Given instruction:
Transcribe exactly the stretch of lines beginning at the one containing "point: white window frame" and closing with the last line of the entries below. Omit images.

[Data extracted from a collection]

+++

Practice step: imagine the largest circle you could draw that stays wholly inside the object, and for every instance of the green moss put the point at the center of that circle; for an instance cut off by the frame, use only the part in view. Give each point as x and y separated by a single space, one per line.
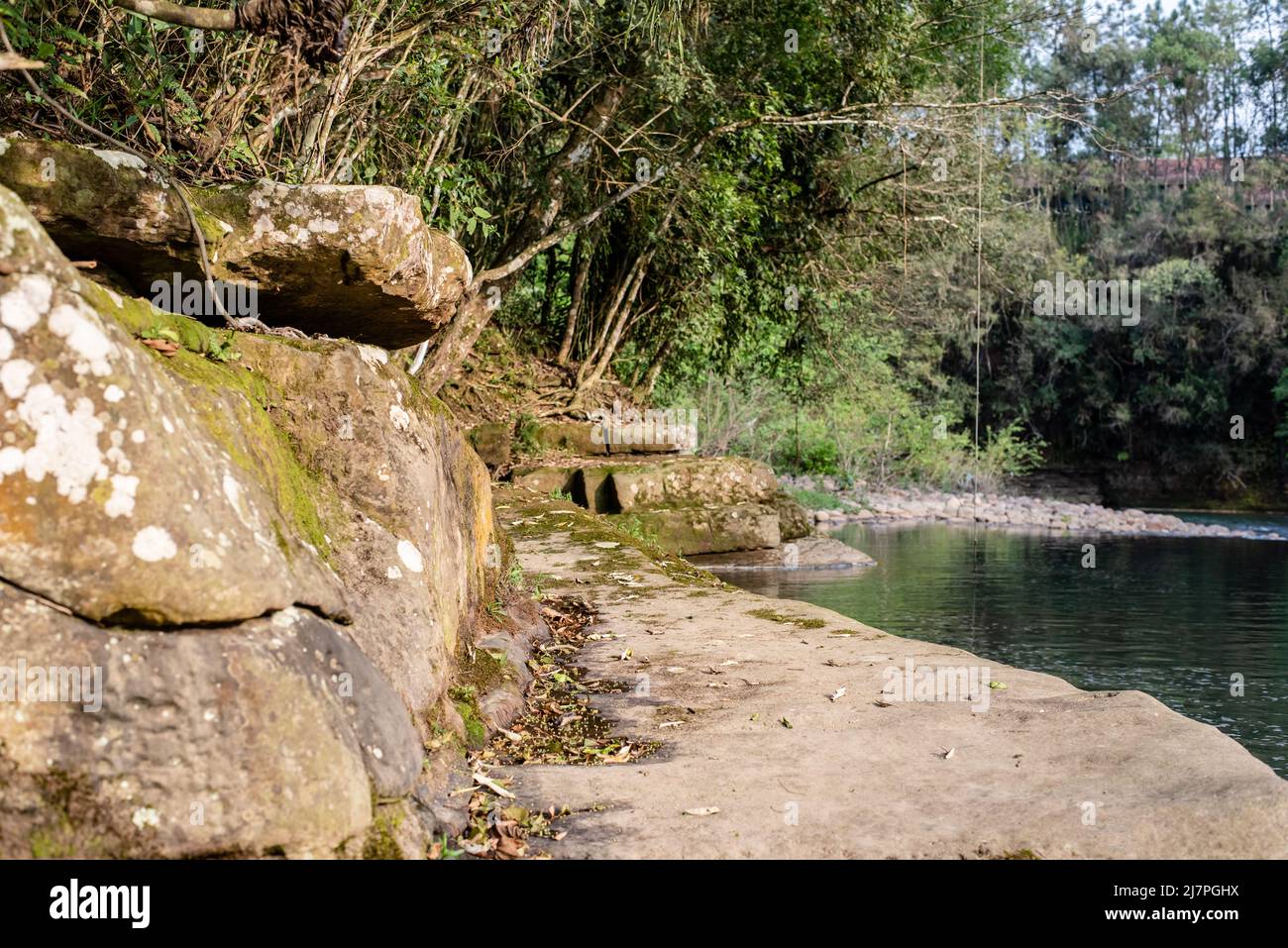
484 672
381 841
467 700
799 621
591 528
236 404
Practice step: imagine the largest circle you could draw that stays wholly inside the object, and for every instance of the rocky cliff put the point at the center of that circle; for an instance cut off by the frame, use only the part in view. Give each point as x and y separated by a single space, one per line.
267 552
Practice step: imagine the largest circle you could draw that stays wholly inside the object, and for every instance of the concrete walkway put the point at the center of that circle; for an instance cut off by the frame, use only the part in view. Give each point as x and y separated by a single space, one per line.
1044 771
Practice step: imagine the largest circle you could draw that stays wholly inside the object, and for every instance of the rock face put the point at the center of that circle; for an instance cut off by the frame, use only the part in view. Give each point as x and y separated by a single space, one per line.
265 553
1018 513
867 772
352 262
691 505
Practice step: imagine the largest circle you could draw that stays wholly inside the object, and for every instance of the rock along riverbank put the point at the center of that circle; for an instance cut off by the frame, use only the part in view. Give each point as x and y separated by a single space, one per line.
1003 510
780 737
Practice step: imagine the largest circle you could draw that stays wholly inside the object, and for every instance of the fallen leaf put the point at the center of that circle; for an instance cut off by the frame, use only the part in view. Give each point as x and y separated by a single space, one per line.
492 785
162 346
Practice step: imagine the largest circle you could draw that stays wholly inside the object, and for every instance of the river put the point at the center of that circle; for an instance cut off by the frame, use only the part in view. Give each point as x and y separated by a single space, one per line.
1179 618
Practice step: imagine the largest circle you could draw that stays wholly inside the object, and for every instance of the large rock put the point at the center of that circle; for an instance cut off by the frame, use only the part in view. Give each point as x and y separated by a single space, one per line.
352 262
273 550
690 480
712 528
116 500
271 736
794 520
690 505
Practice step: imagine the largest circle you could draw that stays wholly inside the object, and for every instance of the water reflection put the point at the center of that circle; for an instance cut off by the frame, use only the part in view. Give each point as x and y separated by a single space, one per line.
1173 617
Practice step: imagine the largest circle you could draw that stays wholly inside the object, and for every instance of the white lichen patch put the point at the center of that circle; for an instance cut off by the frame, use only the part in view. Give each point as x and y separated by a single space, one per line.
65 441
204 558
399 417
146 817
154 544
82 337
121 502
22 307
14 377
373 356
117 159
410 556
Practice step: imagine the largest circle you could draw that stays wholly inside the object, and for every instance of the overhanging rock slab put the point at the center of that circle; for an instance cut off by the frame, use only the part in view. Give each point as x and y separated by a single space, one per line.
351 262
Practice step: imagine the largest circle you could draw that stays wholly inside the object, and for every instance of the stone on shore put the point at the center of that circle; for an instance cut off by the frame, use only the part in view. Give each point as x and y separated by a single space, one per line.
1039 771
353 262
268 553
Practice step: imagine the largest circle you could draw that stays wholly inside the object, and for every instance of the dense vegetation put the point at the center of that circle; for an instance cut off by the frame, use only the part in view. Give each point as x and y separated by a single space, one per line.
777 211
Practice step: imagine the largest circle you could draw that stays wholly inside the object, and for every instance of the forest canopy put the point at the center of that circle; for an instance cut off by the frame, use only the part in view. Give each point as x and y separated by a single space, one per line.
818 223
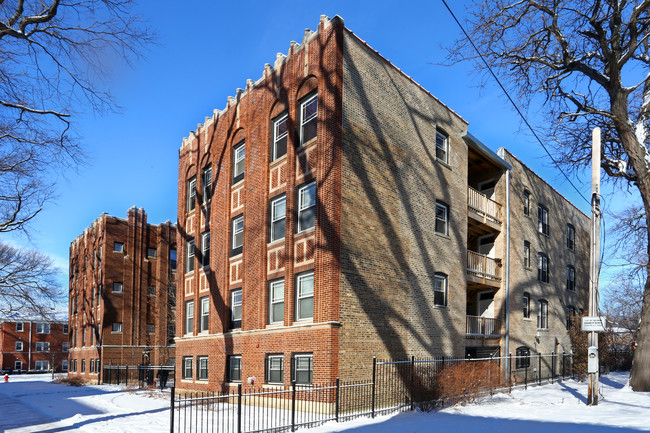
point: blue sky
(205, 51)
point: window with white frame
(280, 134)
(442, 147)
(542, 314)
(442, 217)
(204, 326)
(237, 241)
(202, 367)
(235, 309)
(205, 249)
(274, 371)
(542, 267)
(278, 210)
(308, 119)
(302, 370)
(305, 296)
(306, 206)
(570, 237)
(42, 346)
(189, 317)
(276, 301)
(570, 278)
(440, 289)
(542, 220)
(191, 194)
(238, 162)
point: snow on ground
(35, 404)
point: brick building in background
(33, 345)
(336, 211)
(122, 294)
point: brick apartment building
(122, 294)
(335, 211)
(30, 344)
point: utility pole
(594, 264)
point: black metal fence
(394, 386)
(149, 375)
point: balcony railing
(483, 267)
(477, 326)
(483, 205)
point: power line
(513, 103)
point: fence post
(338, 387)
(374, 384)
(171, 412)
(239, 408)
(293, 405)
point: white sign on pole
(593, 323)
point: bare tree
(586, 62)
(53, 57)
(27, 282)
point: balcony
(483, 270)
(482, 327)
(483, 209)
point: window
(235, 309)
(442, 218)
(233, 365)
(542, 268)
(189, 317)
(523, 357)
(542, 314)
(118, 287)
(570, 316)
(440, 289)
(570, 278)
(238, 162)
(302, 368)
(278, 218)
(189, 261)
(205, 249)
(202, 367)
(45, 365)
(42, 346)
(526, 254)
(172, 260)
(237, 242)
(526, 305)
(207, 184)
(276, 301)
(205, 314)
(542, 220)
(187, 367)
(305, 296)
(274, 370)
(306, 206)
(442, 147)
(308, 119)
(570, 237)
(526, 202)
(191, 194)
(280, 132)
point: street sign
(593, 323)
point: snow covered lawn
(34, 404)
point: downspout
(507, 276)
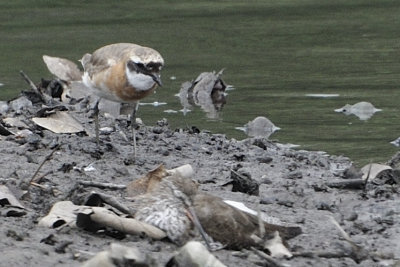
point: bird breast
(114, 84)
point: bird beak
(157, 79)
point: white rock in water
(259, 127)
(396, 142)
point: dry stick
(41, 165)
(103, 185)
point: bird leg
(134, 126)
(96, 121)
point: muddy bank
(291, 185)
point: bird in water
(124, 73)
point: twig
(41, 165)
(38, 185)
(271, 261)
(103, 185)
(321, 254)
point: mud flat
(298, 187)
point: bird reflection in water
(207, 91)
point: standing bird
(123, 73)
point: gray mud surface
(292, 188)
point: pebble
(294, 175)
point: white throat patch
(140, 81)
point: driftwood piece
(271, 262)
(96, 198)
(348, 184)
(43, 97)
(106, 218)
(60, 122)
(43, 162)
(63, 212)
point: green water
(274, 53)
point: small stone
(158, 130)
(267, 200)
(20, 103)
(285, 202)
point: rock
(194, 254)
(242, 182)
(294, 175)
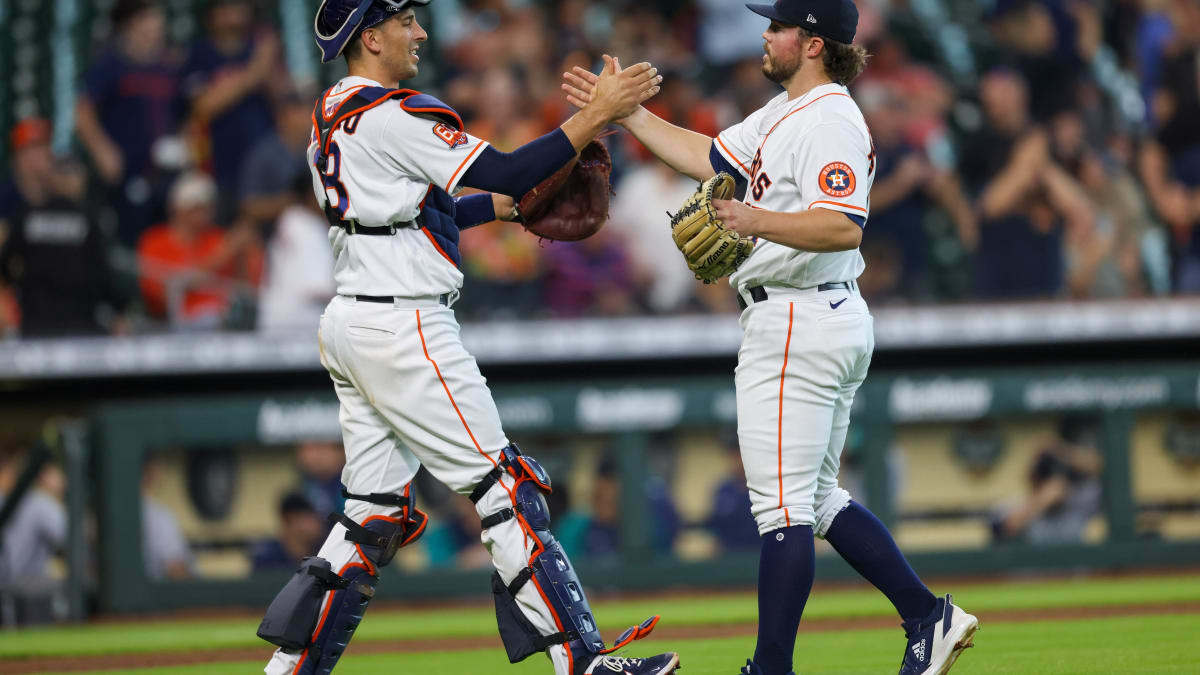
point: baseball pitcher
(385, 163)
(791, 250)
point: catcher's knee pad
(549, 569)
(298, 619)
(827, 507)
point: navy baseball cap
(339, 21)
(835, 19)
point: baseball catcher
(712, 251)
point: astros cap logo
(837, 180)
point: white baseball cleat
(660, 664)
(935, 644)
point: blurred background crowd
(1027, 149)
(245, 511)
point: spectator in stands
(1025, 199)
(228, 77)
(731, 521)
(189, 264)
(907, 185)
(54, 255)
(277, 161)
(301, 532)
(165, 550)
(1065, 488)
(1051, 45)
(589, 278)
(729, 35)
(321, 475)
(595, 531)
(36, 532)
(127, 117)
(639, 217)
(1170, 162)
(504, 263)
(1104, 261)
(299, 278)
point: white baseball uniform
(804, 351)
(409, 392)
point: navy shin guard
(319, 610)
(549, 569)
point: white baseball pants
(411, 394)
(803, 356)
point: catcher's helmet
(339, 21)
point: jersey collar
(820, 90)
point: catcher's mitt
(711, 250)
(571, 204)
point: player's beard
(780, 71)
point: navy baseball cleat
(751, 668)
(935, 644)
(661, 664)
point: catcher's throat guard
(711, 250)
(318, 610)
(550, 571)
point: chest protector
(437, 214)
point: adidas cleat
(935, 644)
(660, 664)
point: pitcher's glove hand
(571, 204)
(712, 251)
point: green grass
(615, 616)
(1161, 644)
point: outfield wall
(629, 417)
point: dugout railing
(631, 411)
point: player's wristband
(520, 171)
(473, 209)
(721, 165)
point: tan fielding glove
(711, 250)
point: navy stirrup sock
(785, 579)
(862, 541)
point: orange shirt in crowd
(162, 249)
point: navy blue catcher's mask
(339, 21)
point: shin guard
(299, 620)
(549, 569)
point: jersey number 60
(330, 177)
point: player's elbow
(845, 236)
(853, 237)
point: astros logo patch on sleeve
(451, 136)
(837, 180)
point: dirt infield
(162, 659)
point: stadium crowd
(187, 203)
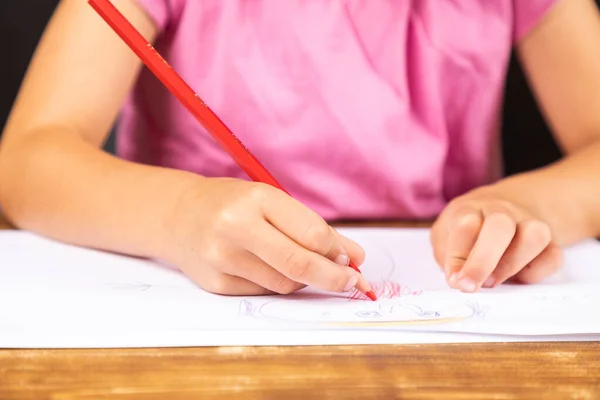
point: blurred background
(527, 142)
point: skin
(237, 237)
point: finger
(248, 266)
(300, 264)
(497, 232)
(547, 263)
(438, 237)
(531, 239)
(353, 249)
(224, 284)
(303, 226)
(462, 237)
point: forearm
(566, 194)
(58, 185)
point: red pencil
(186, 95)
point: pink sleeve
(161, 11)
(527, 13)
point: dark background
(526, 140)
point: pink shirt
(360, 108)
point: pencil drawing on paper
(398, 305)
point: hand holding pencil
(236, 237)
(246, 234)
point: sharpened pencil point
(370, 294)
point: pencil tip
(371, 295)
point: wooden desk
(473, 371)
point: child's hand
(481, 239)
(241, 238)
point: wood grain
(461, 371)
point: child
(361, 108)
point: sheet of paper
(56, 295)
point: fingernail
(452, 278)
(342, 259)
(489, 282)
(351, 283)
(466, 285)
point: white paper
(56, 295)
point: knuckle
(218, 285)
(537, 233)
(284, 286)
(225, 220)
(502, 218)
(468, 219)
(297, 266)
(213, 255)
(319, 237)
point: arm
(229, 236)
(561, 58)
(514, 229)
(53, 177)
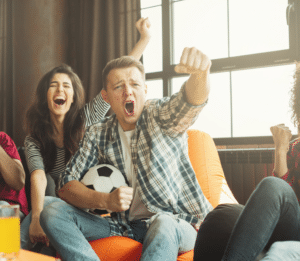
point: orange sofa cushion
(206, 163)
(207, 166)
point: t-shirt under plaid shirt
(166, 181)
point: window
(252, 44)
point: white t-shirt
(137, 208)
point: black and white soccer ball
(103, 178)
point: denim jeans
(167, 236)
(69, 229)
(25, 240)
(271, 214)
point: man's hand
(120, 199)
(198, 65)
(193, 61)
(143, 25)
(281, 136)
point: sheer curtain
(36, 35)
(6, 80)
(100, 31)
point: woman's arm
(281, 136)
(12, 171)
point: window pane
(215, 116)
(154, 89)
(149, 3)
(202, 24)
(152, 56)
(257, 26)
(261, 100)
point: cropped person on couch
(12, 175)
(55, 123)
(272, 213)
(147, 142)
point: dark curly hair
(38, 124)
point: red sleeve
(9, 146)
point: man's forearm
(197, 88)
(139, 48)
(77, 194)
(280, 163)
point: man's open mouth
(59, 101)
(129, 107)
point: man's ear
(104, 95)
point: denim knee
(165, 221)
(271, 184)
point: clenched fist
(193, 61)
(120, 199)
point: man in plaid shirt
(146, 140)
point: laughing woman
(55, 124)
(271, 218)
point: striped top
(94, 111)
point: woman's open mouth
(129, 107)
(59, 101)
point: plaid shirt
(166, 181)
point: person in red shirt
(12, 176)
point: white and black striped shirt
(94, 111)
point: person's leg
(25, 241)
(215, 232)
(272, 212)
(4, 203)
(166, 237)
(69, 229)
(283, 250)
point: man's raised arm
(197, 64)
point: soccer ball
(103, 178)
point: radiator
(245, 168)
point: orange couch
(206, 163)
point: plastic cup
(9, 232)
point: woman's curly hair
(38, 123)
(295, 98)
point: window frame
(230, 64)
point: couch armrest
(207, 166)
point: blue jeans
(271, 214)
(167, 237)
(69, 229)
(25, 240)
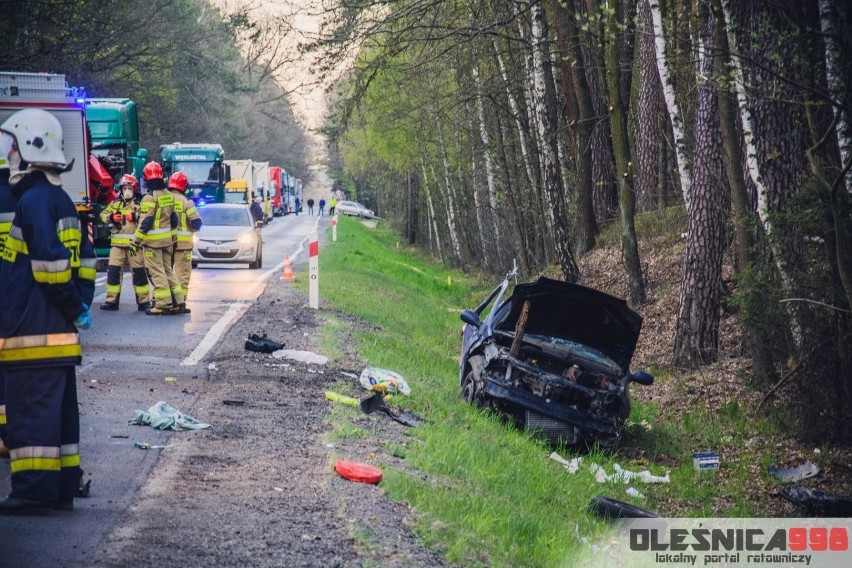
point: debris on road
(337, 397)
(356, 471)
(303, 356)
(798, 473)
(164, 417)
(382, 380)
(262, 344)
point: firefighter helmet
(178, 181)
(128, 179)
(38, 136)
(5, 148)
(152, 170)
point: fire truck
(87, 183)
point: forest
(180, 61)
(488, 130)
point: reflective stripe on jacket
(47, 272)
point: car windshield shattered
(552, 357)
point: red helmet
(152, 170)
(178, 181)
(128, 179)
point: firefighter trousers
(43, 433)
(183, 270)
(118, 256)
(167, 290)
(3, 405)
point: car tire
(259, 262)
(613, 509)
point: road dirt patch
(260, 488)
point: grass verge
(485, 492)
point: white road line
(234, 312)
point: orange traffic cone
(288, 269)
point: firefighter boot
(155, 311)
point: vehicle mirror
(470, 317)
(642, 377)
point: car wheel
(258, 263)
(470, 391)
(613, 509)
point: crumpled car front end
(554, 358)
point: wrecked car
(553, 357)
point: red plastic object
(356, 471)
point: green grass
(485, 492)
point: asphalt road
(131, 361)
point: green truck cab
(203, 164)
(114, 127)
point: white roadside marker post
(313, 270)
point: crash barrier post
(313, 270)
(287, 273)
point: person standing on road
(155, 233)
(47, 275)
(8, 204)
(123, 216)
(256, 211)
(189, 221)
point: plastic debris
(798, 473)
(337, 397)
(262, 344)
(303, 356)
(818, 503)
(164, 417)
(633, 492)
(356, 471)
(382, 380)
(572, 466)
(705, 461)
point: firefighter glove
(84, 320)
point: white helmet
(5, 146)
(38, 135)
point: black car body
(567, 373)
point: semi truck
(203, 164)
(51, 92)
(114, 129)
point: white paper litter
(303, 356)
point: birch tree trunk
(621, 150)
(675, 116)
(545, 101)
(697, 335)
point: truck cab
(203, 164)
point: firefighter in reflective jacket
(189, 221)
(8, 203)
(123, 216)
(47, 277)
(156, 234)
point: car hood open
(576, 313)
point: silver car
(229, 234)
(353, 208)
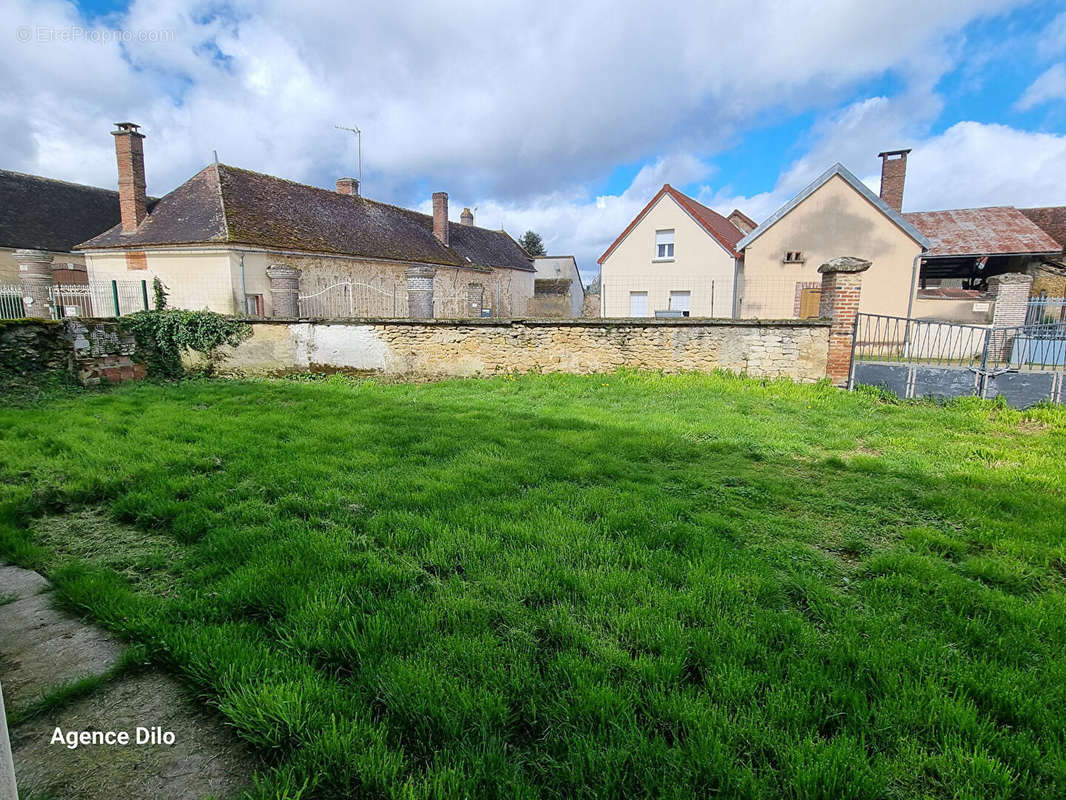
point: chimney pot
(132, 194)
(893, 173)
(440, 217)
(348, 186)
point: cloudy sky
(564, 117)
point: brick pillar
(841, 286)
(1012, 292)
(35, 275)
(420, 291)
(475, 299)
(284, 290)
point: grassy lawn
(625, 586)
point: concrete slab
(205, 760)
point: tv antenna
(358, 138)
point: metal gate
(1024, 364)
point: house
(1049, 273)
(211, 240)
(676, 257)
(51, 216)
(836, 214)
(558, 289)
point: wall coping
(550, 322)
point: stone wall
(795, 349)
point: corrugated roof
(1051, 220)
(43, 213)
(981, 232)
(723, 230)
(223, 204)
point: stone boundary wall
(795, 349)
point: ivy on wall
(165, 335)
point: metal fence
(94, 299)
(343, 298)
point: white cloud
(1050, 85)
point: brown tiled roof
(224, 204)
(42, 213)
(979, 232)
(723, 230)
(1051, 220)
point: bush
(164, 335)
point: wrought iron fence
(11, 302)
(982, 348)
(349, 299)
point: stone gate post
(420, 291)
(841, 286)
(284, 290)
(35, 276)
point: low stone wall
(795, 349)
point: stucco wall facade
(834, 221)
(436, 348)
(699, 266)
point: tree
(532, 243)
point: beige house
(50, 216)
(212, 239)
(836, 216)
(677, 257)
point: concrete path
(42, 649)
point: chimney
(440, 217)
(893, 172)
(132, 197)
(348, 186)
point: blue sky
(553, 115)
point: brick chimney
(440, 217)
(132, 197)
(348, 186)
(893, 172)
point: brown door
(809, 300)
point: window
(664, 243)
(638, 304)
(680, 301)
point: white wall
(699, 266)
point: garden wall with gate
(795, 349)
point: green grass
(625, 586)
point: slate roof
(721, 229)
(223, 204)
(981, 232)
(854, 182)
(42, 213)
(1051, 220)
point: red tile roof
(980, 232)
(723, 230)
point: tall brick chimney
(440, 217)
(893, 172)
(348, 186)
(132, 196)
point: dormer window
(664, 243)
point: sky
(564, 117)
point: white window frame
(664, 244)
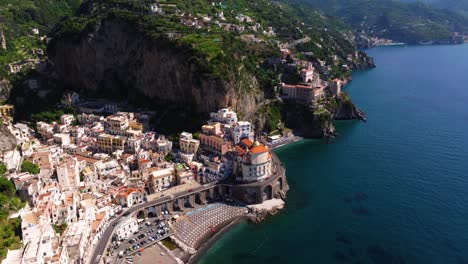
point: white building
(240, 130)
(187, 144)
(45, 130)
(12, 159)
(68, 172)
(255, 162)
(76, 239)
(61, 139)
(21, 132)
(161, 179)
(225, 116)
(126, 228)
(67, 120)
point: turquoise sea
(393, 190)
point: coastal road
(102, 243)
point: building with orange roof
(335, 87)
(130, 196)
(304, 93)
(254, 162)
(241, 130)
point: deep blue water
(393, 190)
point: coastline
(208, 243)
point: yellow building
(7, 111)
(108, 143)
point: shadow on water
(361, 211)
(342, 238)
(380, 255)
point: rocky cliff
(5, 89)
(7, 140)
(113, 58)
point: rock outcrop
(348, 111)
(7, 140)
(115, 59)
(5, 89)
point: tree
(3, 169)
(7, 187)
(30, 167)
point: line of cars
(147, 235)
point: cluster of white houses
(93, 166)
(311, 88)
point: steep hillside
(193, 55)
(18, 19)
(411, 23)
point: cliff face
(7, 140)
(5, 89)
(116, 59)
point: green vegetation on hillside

+++

Exercise response:
point: white window frame
(664, 244)
point: white building
(240, 130)
(187, 144)
(45, 130)
(12, 159)
(68, 172)
(255, 162)
(76, 239)
(61, 139)
(21, 132)
(161, 179)
(225, 116)
(126, 228)
(67, 120)
point: turquoise sea
(393, 190)
point: coastal road
(102, 243)
point: building with orange roof
(335, 87)
(130, 196)
(304, 93)
(254, 162)
(241, 130)
point: deep blue water
(393, 190)
point: coastline
(208, 243)
point: yellow building
(7, 111)
(108, 143)
point: shadow on water
(361, 211)
(342, 238)
(380, 255)
point: rocky cliff
(5, 89)
(7, 140)
(113, 58)
point: rock outcrop
(348, 111)
(7, 140)
(115, 59)
(5, 89)
point: tree
(3, 169)
(7, 187)
(30, 167)
point: line of cars
(147, 235)
point: cluster of white houses
(93, 166)
(311, 88)
point: steep hillside
(193, 55)
(18, 19)
(411, 23)
point: cliff face
(7, 140)
(5, 89)
(116, 59)
point: green vegetation on hillside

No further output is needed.